[Photo object pointing entries]
........

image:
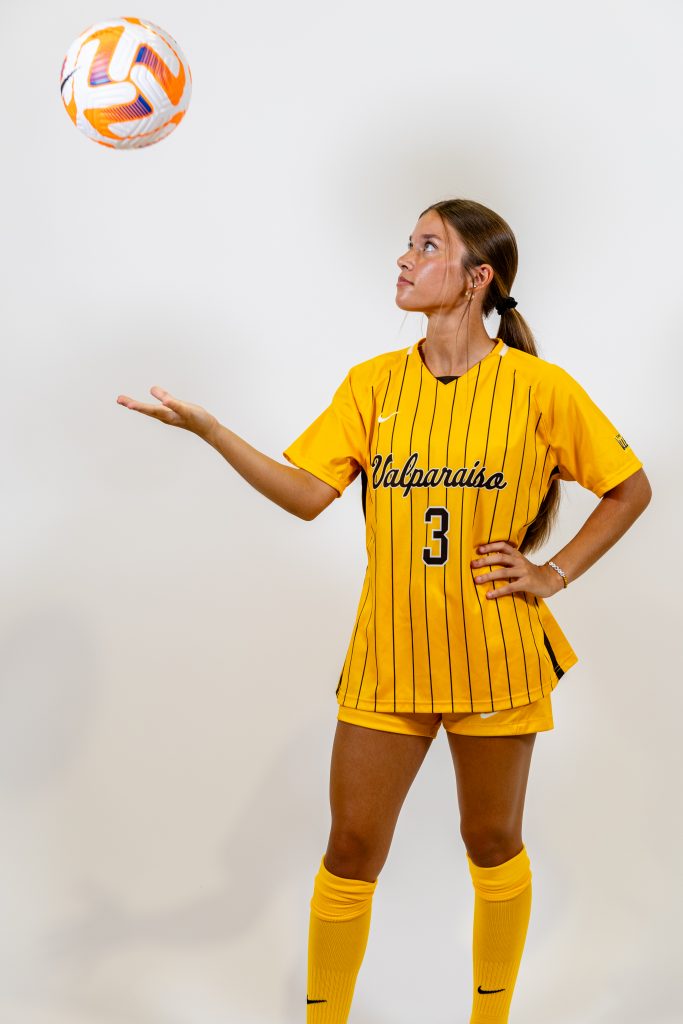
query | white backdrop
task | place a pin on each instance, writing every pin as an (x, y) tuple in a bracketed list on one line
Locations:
[(171, 641)]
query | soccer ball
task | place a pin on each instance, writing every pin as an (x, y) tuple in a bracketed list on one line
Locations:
[(125, 83)]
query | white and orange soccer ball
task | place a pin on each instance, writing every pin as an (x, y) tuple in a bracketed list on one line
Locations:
[(125, 83)]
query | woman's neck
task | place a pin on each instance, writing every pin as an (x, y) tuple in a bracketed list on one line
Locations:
[(442, 359)]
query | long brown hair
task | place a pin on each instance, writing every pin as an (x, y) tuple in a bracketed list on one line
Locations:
[(488, 239)]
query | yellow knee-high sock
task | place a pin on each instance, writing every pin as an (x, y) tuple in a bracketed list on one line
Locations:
[(340, 912), (502, 909)]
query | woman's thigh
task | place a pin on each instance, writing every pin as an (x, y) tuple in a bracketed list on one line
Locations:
[(371, 774), (492, 773)]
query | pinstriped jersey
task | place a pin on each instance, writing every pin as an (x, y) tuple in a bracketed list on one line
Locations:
[(445, 468)]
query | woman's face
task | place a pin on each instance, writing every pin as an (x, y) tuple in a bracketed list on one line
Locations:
[(436, 279)]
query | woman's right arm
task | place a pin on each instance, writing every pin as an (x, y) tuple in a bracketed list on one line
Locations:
[(294, 489)]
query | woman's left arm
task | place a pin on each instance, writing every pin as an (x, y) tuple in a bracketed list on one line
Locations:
[(616, 511)]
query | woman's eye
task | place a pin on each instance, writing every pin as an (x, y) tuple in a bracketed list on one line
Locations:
[(410, 245)]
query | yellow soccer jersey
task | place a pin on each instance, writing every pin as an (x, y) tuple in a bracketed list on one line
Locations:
[(447, 467)]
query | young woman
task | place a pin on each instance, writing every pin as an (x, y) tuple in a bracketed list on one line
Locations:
[(461, 443)]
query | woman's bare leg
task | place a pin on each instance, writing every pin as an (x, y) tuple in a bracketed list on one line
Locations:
[(371, 774)]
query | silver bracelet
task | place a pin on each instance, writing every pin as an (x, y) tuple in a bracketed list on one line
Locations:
[(561, 571)]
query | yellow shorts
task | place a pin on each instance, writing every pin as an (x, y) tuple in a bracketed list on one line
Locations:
[(535, 717)]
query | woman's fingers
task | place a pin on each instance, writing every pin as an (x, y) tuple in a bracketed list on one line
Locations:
[(172, 411)]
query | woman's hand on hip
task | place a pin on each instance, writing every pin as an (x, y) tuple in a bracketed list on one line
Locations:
[(521, 573)]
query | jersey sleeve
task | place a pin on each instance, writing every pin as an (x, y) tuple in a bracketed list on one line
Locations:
[(587, 445), (333, 448)]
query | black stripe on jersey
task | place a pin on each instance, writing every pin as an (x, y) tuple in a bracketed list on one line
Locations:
[(477, 590), (528, 494), (462, 509), (377, 668), (445, 602), (424, 574), (556, 667), (410, 577), (352, 645), (391, 489), (491, 534), (528, 499), (517, 595)]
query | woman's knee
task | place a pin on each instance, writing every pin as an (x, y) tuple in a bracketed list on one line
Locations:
[(491, 844), (353, 854)]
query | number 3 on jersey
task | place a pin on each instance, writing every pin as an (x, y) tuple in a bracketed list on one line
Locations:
[(439, 531)]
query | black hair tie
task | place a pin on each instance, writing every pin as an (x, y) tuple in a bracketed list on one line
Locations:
[(504, 304)]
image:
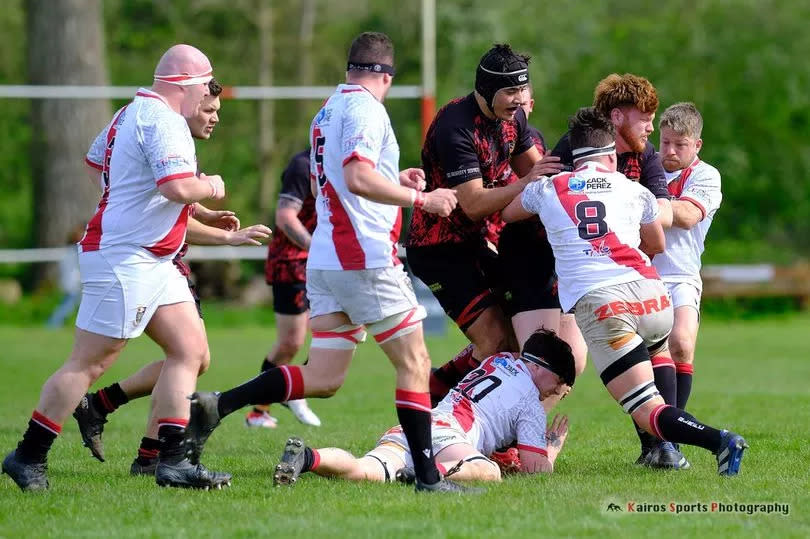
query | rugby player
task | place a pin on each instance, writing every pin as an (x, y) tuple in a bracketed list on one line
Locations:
[(495, 405), (596, 219)]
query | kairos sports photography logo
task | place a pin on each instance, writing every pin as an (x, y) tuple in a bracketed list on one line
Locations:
[(637, 507)]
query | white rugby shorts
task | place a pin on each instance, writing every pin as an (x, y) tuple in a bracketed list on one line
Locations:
[(366, 296), (122, 287), (443, 435), (616, 319)]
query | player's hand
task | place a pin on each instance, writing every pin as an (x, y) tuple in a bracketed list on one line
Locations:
[(557, 432), (218, 186), (224, 219), (549, 165), (413, 178), (249, 236), (508, 461), (442, 202)]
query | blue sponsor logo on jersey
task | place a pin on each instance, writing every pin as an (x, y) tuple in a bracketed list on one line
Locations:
[(576, 184)]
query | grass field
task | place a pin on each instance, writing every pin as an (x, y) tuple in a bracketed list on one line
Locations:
[(752, 376)]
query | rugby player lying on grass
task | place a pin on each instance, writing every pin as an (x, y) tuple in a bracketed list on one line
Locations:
[(493, 406)]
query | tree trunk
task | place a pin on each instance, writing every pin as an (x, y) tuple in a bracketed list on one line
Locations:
[(267, 183), (65, 46), (306, 70)]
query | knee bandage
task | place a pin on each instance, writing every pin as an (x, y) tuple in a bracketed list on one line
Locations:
[(344, 337), (637, 396), (397, 325)]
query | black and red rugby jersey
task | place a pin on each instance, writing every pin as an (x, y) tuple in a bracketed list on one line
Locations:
[(644, 167), (462, 144), (294, 185)]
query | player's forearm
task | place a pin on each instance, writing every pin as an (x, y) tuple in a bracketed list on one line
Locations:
[(685, 214), (200, 234), (295, 231), (485, 202), (187, 190), (665, 212), (363, 181)]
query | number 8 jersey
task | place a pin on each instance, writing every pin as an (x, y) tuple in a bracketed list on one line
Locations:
[(592, 218)]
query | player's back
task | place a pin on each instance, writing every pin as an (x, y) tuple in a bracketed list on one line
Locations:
[(495, 404), (592, 218), (146, 145), (352, 232)]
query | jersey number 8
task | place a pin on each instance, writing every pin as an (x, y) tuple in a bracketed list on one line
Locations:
[(591, 219)]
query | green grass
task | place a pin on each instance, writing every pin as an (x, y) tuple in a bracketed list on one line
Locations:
[(751, 376)]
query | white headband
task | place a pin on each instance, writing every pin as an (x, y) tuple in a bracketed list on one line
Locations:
[(590, 151), (185, 79)]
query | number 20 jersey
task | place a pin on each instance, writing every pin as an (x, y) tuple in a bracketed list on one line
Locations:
[(592, 218), (495, 405)]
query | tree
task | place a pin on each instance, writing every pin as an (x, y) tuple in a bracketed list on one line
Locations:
[(65, 46)]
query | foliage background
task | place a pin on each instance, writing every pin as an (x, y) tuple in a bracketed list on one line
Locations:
[(742, 62)]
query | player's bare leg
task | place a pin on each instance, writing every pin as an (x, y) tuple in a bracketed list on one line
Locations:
[(146, 461), (635, 391), (339, 463), (177, 330), (291, 332), (489, 334), (92, 354), (682, 347), (463, 462)]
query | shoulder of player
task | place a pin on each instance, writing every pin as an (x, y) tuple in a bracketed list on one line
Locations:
[(704, 170)]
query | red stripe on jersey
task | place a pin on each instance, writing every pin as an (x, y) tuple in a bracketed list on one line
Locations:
[(469, 311), (675, 187), (92, 236), (532, 449), (178, 176), (696, 203), (172, 241), (94, 165), (395, 231), (462, 411), (347, 246), (620, 253), (359, 157)]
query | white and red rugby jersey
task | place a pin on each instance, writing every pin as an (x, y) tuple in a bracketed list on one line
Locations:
[(592, 218), (146, 144), (495, 405), (352, 232), (699, 184)]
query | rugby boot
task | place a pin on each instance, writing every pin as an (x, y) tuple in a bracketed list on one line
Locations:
[(406, 475), (91, 425), (291, 464), (202, 422), (28, 476), (445, 485), (184, 474), (260, 419), (139, 468), (730, 453), (303, 412), (664, 456)]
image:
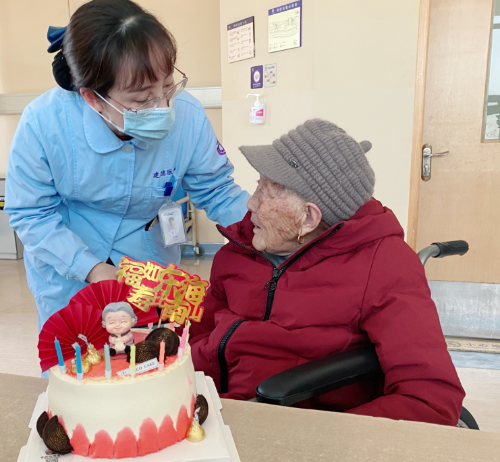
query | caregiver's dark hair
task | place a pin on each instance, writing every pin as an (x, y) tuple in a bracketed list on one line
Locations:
[(105, 37)]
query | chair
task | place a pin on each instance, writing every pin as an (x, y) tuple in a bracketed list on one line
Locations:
[(340, 369)]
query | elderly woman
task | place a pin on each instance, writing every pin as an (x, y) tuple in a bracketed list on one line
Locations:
[(318, 266)]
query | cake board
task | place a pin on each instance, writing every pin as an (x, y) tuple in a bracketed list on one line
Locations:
[(218, 446)]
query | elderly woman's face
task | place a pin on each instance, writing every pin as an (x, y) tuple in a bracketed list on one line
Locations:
[(276, 215)]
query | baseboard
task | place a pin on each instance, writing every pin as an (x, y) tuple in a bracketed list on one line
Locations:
[(468, 309)]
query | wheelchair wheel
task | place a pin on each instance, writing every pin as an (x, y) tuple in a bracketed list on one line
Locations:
[(467, 421)]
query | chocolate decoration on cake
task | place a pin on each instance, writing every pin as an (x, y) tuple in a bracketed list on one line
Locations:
[(170, 338), (144, 351), (202, 406), (40, 423), (55, 437)]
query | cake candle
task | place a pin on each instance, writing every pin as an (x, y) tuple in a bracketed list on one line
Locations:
[(62, 366), (182, 345), (187, 326), (79, 372), (161, 359), (107, 371), (132, 360)]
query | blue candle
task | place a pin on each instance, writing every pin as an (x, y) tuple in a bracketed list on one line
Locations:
[(108, 361), (62, 366), (79, 372)]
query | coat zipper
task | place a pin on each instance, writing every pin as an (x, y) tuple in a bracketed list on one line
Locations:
[(221, 353), (270, 286)]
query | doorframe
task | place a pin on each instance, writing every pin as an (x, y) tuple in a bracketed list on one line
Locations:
[(418, 120)]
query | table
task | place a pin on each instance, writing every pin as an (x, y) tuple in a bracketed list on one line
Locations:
[(270, 433)]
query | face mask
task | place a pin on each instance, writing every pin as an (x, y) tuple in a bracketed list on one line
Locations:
[(155, 125)]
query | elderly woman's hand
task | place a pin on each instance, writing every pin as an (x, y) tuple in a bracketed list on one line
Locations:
[(102, 272)]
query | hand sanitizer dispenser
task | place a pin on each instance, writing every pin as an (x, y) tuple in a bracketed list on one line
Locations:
[(257, 111)]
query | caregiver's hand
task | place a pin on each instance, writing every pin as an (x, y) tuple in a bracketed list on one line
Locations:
[(102, 272)]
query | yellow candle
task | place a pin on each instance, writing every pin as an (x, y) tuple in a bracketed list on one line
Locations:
[(132, 360)]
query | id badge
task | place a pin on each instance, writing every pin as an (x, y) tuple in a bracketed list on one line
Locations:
[(171, 219)]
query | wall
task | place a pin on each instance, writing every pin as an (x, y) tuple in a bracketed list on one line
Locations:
[(25, 66), (356, 67)]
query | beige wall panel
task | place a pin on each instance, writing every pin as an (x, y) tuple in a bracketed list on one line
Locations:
[(356, 68), (25, 65), (8, 124)]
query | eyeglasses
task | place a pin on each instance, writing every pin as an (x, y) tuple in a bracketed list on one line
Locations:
[(150, 105)]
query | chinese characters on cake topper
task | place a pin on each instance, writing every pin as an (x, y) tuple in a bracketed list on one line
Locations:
[(171, 289)]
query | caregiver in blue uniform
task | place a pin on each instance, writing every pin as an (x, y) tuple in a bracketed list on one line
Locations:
[(90, 168)]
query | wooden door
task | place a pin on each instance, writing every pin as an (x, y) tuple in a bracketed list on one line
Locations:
[(462, 198)]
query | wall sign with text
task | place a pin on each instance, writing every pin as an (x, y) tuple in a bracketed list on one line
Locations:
[(285, 27), (240, 40)]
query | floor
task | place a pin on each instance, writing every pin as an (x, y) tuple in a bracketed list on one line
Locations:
[(19, 336)]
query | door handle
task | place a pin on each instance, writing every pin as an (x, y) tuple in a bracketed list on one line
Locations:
[(427, 155)]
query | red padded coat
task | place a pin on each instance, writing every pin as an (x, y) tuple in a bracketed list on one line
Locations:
[(356, 284)]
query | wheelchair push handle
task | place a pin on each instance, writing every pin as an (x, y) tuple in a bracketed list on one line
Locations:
[(443, 249)]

........

Exercise brief: Turn the lines of the entries into a numbered list, starting at the line containing "query | cake candle" and stopping after the line containing "[(132, 360)]". Omit any blank lines.

Reply:
1. query | cake candle
2. task | place a pin on each instance, writing every pin as an (x, y) tuple in a bracketed list on one line
3. Locations:
4. [(62, 366), (182, 345), (187, 326), (79, 372), (161, 359), (107, 371), (132, 360)]
5. query | blue candle
6. task | place a pin on each instance, writing every pin as an (x, y) tuple in a bracketed list on one line
7. Locations:
8. [(108, 361), (62, 366), (79, 372)]
9. query | coat zipper
10. task | place a pin on each instance, writing every pin as an (x, y) tuple in a bracketed list on one line
11. Locations:
12. [(221, 353), (270, 286)]
13. query | doorframe
14. task | place a pin on each instance, writing every pin as an (x, y) tuple in a bracketed list on one line
15. Locations:
16. [(418, 120)]
17. query | table
18. task | place a pin on each instance, writing every pin as an (x, y) tuple in a bracketed list on one line
19. Locations:
20. [(270, 433)]
21. query | face mask
22. task | place a pin on each instance, writing every pin as an (x, y) tuple in a bracketed list on one line
23. Locations:
24. [(155, 125)]
25. query | elderly woman's hand
26. task | place a pin on each instance, writing every pin as an (x, y) tuple in a bracketed list on one line
27. Locations:
28. [(102, 272)]
29. query | hand sanitizer dispenser
30. task | place a pin on each instance, writing every pin as an (x, y) tuple in a bracketed list on one line
31. Locations:
32. [(257, 111)]
33. query | caregiver's hand
34. task | place a pin on each instance, writing every pin as an (x, y) tuple in a bracketed list on one line
35. Locations:
36. [(102, 272)]
37. query | yellow candle
38. task | place a pin on each instance, writing every pin as an (x, y) tuple in a bracketed list on one line
39. Locations:
40. [(132, 360)]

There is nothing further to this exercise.